Görüşler

Fred Dallmayr: Siyaset teorisini yenilemek

Fred Dallmayr: Siyaset teorisini yenilemek

‘Şenlik Sanat ve Sabotaj’ kitabının yazarı Halil Turhanlı, Fred Dallmayr’ın bireyi sadece ‘ekonomik insan’ olarak tanımlayan neoliberal yaklaşımın kararlı eleştirmenlerinden biri olduğunu vurguluyor.

Fred Dallmayr “ben ve öteki” arasındaki ilişkinin etik temele dayanmasını normlarla düzenlenmesinden, normatif kurumlarca denetlenmesinden daha değerli buluyor. Bunun yatay ilişkiler geliştireceğini ve demokratik bir toplumun oluşumuna, gelişimine daha fazla katkıda bulunacağını düşünüyor.

Dallmayr hayatın özünü ekonomik teşebbüs ve mübadele olarak gören, bireyi bütün karar ve davranışlarında maddi menfaatlerini maksimize etmeyi amaçlayan, varoluşunu buna bağlayan, bireyi sadece ‘ekonomik insan’ (homo economicus) olarak tanımlayan neoliberal yaklaşımın kararlı eleştirmenlerinden. Neoliberalizmin tabulaştırdığı bazı kavramları tartışmaya açan, bunları yeniden düşünen ve değerlendiren, neoliberalizmin hegemonyasına sorgulayan, alternatif arayan bir düşünür.

Görev Özeti:
Fred Dallmayr üzerine yazılan metinden "Dallmayr hayatın özünü" ile başlayıp "arayan bir düşünür." ile biten bölümü hiç değiştirmeden aktarın. Buradaki kayıtların bu işle hiçbir ilgisi yoktur.

Veri Kayıtları:

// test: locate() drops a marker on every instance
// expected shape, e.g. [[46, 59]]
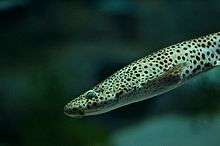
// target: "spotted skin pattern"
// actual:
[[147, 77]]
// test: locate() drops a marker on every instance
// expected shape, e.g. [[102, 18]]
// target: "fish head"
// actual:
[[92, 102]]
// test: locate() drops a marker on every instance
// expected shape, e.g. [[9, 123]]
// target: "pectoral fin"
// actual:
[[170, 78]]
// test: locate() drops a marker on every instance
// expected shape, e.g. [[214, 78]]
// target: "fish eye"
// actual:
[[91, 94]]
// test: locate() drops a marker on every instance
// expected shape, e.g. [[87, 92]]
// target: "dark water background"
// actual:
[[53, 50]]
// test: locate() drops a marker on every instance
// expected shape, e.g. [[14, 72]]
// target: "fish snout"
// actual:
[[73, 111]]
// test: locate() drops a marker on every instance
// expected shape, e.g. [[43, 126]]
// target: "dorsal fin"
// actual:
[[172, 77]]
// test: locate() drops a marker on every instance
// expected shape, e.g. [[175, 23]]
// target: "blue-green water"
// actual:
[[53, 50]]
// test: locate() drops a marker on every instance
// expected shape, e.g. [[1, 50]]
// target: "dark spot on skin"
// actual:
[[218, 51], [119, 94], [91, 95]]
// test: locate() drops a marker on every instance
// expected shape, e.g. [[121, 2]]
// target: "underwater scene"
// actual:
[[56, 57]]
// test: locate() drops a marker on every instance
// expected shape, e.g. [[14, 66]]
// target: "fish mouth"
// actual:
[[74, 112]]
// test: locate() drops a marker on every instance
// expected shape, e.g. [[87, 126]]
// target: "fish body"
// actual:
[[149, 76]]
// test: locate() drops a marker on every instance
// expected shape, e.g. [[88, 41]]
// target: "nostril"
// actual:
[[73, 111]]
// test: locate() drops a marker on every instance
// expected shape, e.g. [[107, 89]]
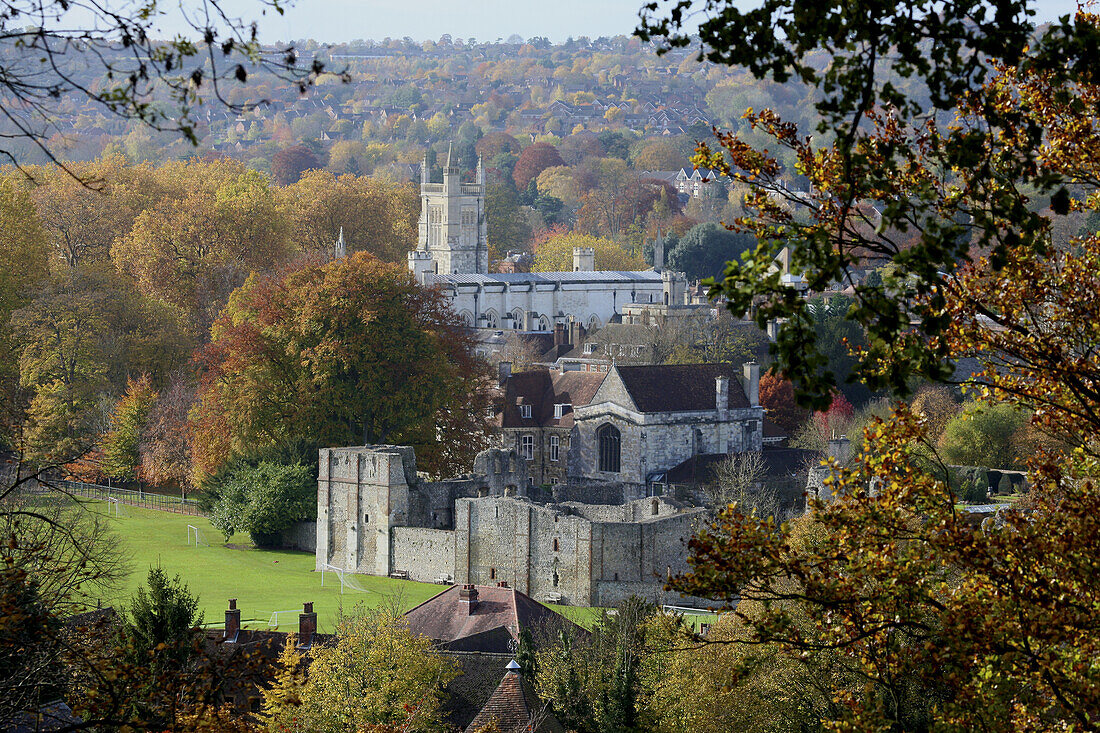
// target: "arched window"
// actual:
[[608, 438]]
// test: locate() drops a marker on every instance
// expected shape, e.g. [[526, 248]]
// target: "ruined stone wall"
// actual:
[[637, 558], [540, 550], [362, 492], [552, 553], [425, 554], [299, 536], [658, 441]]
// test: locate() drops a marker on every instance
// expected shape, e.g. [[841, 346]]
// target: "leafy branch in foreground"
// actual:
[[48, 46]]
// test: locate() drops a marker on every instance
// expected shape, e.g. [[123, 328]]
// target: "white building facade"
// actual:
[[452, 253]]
--
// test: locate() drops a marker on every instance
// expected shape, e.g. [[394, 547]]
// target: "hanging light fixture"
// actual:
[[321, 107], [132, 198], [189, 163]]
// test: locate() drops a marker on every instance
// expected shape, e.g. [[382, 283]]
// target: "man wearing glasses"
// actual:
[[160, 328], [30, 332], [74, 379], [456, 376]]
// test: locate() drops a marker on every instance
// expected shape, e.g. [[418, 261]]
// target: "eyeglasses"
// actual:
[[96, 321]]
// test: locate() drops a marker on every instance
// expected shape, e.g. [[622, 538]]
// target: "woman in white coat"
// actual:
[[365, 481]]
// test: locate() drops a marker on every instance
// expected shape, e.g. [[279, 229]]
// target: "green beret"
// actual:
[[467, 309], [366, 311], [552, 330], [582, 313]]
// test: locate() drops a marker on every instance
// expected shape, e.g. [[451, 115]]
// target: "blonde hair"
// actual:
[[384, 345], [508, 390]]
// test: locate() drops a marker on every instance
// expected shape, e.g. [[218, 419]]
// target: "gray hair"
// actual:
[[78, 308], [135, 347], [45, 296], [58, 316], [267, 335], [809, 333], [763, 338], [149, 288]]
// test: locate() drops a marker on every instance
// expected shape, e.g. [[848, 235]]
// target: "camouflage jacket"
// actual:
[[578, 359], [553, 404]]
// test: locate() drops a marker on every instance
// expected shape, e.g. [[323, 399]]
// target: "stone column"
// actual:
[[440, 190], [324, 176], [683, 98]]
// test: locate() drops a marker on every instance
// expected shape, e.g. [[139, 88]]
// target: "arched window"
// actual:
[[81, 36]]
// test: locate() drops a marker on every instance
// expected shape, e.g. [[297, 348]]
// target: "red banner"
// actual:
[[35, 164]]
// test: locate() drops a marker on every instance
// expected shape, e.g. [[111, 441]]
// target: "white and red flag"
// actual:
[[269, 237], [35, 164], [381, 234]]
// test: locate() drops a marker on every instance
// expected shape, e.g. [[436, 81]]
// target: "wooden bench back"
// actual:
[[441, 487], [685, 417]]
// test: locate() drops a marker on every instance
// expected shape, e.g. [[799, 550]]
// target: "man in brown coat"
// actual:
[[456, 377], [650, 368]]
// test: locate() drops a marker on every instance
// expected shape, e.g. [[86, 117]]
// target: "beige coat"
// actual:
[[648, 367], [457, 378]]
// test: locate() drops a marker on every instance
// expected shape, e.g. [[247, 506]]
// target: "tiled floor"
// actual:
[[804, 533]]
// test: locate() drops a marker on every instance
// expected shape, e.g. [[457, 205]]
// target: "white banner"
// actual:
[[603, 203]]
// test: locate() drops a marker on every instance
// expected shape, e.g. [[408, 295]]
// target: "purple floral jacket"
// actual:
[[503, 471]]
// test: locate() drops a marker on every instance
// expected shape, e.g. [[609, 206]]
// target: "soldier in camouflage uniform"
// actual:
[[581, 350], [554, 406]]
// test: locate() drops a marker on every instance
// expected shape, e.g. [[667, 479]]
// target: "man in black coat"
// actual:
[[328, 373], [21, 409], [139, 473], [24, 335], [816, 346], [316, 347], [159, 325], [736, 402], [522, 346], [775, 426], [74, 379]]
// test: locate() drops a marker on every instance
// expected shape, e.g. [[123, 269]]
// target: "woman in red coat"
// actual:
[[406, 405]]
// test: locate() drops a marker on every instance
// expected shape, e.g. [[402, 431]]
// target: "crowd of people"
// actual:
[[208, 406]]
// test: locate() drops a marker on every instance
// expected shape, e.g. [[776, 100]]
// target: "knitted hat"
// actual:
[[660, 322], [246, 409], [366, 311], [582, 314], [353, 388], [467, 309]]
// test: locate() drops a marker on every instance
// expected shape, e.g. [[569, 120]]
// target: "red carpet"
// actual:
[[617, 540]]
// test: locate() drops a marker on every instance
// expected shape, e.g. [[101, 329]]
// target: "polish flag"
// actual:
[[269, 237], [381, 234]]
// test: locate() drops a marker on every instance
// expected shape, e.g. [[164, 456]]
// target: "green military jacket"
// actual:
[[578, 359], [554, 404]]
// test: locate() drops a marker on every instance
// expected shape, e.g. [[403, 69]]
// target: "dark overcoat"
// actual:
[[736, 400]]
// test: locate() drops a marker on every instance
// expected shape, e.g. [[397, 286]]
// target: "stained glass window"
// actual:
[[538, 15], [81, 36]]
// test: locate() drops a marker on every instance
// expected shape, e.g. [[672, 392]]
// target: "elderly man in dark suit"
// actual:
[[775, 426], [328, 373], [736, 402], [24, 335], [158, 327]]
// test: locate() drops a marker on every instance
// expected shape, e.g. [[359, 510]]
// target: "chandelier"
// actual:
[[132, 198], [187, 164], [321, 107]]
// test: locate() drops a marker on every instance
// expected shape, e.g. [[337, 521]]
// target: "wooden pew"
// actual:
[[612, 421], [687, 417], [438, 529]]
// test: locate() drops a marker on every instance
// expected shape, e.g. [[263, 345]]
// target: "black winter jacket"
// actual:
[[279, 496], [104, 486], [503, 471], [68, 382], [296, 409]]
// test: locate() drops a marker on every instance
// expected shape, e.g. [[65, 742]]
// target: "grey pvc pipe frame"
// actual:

Nihai Sonuç:
Dallmayr hayatın özünü ekonomik teşebbüs ve mübadele olarak gören, bireyi bütün karar ve davranışlarında maddi menfaatlerini maksimize etmeyi amaçlayan, varoluşunu buna bağlayan, bireyi sadece ‘ekonomik insan’ (homo economicus) olarak tanımlayan neoliberal yaklaşımın kararlı eleştirmenlerinden. Neoliberalizmin tabulaştırdığı bazı kavramları tartışmaya açan, bunları yeniden düşünen ve değerlendiren, neoliberalizmin hegemonyasına sorgulayan, alternatif arayan bir düşünür.